(EXERCISE PASSAGE begins)

Brian Grant was known as one of the toughest players in the NBA during his 12 year career. He made life tough for opponents close to the basket, leaping for rebounds, denying positions, closing up passing lanes, blocking shots.

During the tail end of his career Grant developed a slight tremor in his hand, along with depression. He chalked it up to the realization that his basketball career was basically over and did not pay the tremor any mind.

It turns out that depression is an early sign of Parkinson’s. People may be at increased risk of depression for five or 10 years before the illness,” says Daniel Weintraub, MD, an associate professor of psychiatry at the Perelman School of Medicine at the University of Pennsylvania in Philadelphia. “Parkinson's disease can start in the brainstem and parts of the cortex, areas that are important for mood regulation, which may explain how depression can be an early sign,”

(EXERCISE PASSAGE ends)
(GIVEN RECORDS begins)

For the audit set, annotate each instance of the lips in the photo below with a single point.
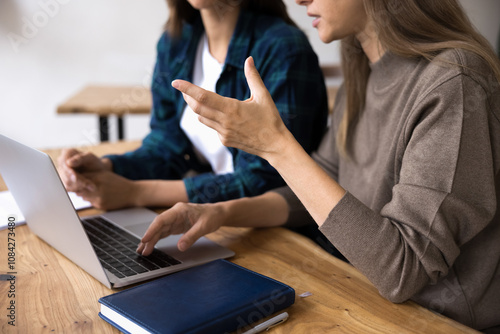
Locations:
(316, 22)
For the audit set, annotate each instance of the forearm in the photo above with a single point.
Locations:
(317, 191)
(161, 193)
(267, 210)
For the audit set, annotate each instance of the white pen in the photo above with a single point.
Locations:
(268, 324)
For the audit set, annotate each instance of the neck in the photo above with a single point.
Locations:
(220, 22)
(368, 38)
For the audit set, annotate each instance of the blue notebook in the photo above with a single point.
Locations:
(217, 297)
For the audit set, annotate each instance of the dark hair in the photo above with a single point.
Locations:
(181, 11)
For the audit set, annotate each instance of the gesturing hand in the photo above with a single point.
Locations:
(254, 125)
(195, 220)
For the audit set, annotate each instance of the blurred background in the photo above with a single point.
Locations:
(50, 49)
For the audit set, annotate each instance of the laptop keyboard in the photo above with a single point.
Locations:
(116, 249)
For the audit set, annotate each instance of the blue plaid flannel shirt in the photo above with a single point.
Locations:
(290, 70)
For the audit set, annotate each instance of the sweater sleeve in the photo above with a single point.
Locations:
(444, 197)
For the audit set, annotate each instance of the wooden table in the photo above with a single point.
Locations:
(105, 101)
(53, 295)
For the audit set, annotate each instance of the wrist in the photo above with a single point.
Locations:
(137, 194)
(285, 148)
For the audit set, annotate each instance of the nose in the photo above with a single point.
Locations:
(303, 2)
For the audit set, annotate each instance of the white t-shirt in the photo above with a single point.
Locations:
(205, 140)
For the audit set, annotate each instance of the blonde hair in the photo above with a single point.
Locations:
(409, 28)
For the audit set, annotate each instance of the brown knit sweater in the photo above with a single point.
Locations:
(420, 218)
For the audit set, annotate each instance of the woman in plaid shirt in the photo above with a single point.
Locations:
(207, 41)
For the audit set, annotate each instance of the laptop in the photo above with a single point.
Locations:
(39, 192)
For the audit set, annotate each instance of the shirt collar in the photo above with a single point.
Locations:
(239, 45)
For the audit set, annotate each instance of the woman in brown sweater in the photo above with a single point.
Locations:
(406, 182)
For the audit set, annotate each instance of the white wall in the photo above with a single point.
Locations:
(71, 43)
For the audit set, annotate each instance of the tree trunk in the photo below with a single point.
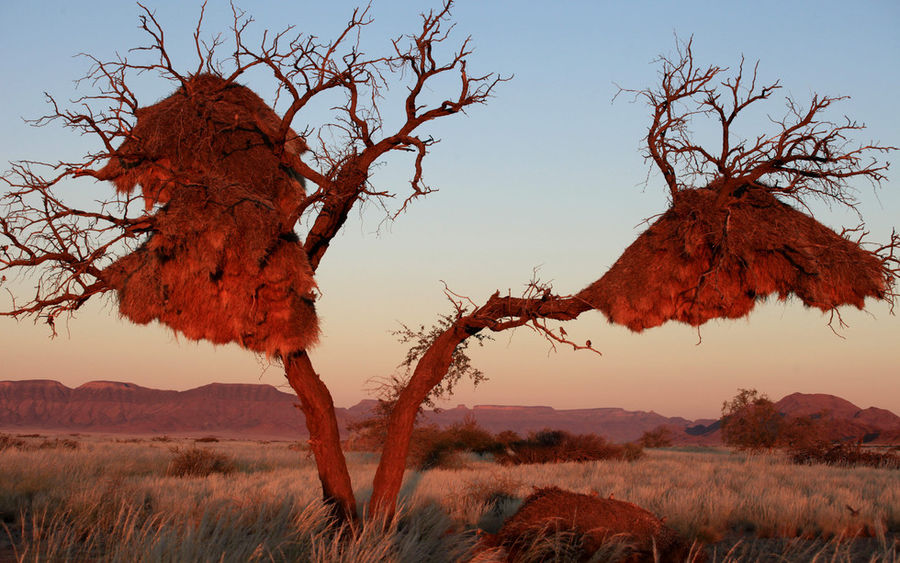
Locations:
(430, 370)
(324, 436)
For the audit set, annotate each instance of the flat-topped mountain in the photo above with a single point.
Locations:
(263, 411)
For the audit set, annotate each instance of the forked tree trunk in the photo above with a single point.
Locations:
(324, 435)
(430, 370)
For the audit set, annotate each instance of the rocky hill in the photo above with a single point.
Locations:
(262, 411)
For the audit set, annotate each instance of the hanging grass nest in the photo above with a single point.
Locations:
(222, 262)
(705, 259)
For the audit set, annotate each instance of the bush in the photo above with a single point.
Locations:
(846, 455)
(7, 441)
(206, 439)
(198, 462)
(750, 422)
(557, 446)
(659, 437)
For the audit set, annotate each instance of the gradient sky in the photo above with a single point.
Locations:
(548, 175)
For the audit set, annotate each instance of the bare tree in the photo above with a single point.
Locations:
(76, 254)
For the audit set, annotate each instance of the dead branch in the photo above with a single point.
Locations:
(806, 154)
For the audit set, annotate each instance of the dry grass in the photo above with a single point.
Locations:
(112, 500)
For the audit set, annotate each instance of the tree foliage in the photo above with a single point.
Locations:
(751, 422)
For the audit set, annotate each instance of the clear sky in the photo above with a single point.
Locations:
(548, 175)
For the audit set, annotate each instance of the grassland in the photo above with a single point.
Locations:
(112, 500)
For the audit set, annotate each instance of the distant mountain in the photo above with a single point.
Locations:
(262, 411)
(843, 420)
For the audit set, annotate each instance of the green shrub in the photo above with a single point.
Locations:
(206, 439)
(845, 455)
(7, 441)
(198, 462)
(659, 437)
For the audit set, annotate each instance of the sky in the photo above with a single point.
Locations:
(547, 175)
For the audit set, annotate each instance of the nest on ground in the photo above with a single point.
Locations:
(705, 259)
(595, 521)
(222, 262)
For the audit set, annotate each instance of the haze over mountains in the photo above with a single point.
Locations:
(262, 411)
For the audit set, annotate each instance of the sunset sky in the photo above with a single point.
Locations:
(548, 175)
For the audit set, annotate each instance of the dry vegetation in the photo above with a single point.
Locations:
(116, 500)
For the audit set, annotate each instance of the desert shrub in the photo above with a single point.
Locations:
(750, 422)
(198, 462)
(507, 437)
(64, 443)
(659, 437)
(845, 455)
(431, 447)
(469, 436)
(802, 432)
(298, 447)
(557, 446)
(206, 439)
(7, 441)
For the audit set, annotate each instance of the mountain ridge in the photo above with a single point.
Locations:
(248, 410)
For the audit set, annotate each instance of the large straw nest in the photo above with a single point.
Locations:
(208, 127)
(222, 263)
(705, 258)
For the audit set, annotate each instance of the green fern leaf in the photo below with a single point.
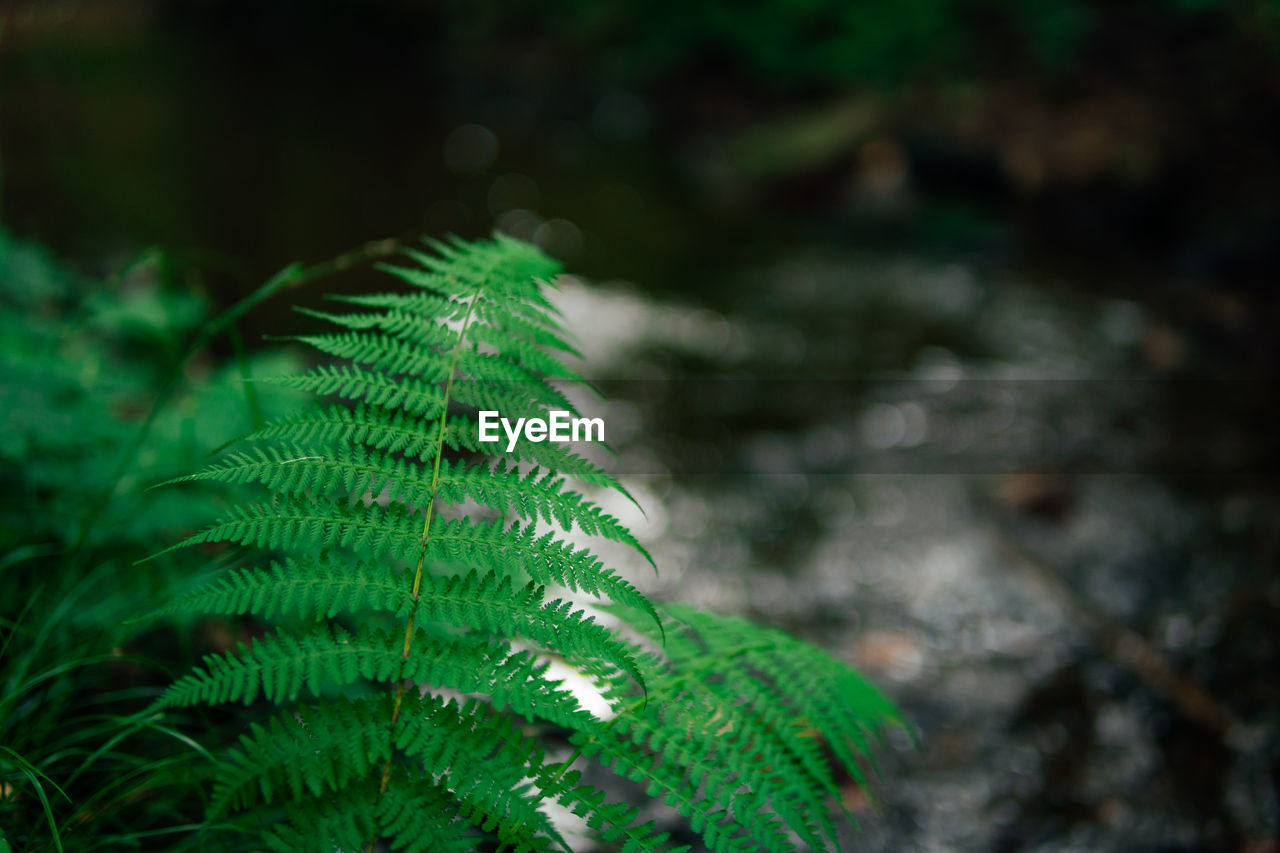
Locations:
(380, 505)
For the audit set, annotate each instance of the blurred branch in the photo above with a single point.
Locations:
(1127, 647)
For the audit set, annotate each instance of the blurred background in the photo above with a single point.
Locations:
(944, 334)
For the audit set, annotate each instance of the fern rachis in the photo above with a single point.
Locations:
(388, 578)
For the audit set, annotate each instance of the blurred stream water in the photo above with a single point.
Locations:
(892, 518)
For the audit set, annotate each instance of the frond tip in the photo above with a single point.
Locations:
(407, 565)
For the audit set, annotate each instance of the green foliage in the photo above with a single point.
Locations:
(423, 596)
(82, 765)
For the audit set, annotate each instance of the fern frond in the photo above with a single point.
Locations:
(380, 503)
(412, 396)
(510, 550)
(315, 588)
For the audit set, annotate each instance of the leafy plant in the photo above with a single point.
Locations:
(82, 766)
(423, 591)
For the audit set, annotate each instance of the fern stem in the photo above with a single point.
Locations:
(426, 534)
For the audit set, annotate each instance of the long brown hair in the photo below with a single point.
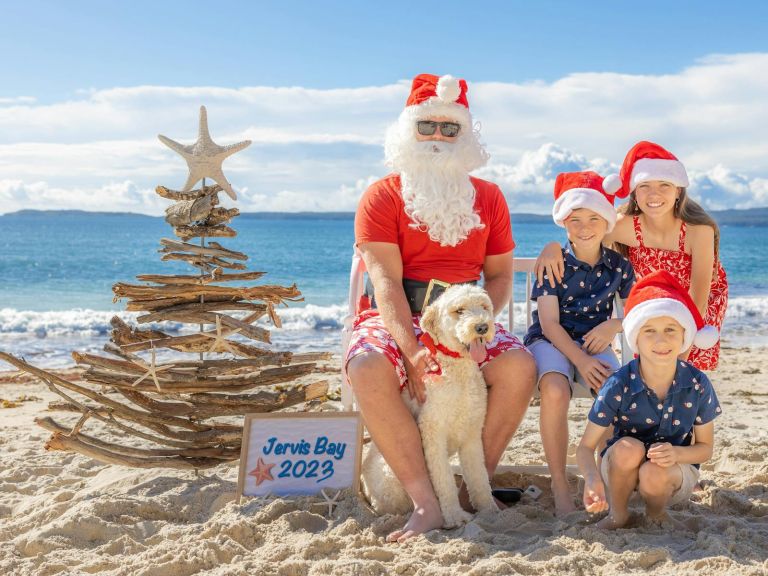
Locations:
(686, 209)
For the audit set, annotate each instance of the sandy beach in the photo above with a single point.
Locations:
(62, 513)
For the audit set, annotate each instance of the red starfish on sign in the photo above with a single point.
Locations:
(262, 471)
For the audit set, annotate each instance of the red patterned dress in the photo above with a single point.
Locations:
(646, 260)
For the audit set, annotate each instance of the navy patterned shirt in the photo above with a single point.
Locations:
(634, 410)
(585, 294)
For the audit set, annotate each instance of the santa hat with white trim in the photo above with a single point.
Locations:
(433, 96)
(648, 161)
(659, 294)
(574, 190)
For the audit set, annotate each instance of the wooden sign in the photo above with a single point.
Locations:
(300, 453)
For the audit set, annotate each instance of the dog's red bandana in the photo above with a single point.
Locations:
(430, 345)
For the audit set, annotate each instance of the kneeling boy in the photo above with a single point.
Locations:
(656, 404)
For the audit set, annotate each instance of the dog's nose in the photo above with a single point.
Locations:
(481, 328)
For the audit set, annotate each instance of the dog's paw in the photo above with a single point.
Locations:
(455, 517)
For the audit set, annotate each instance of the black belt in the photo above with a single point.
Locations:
(418, 293)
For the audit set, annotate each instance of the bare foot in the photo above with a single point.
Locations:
(613, 521)
(422, 520)
(563, 500)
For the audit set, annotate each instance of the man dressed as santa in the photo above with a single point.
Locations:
(430, 220)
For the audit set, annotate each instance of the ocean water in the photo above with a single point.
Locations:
(57, 272)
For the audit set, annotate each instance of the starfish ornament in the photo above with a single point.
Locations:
(152, 370)
(262, 472)
(204, 157)
(220, 339)
(331, 502)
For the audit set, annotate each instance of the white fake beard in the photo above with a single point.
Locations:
(438, 194)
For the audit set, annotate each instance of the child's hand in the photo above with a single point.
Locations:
(594, 497)
(662, 454)
(593, 371)
(601, 336)
(549, 262)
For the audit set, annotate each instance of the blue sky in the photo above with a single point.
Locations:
(87, 85)
(52, 48)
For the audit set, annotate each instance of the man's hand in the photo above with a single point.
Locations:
(662, 454)
(594, 496)
(417, 367)
(593, 371)
(601, 336)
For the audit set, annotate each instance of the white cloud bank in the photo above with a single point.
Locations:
(318, 149)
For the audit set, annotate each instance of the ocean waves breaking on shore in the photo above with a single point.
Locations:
(48, 338)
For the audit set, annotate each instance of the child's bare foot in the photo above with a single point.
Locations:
(422, 520)
(613, 521)
(563, 499)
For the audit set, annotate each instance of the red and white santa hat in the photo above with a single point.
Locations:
(648, 161)
(432, 96)
(659, 294)
(574, 190)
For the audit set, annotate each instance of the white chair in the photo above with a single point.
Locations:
(520, 266)
(525, 266)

(GIVEN RECORDS ends)

→ **YOUR TASK**
Continue the passage about Brian Grant and Parkinson's disease, picking up right after its final sentence.

→ **OUTPUT FOR THIS EXERCISE**
Grant had noticed other signs such as, not being able to jump as high off his left leg and a vague sense of being uncoordinated. This he now pegs to Parkinson's disease. He was finally diagnosed at age 38, two years after his career ended. The series of bad occurrences depression, the tremor, a somewhat early retirement, and a divorce—made Grant wonder, “What's next?

He decided that instead of sitting on the sidelines, he would get back into the game and make himself known. Grant started hearing from others who had the disease. The actor Michael J. Fox, founder of the Michael J. Fox Foundation for Parkinson's Research, called to discuss what challenges Grant could take on as an advocate. “He said, ‘It's not a death sentence,’” Grant says. “‘You can join the fight and use avenues available to you or keep it to yourself. There's no right or wrong way.’”

The more he studied about the disease, he realized that physical activity is one of the only things that patients can actually control. He decided to check out some of the patient-specific classes and he was very underwhelmed, as the activities included getting up from chairs and changing gait. Grant wanted to give the high functioning patients the workouts they deserve.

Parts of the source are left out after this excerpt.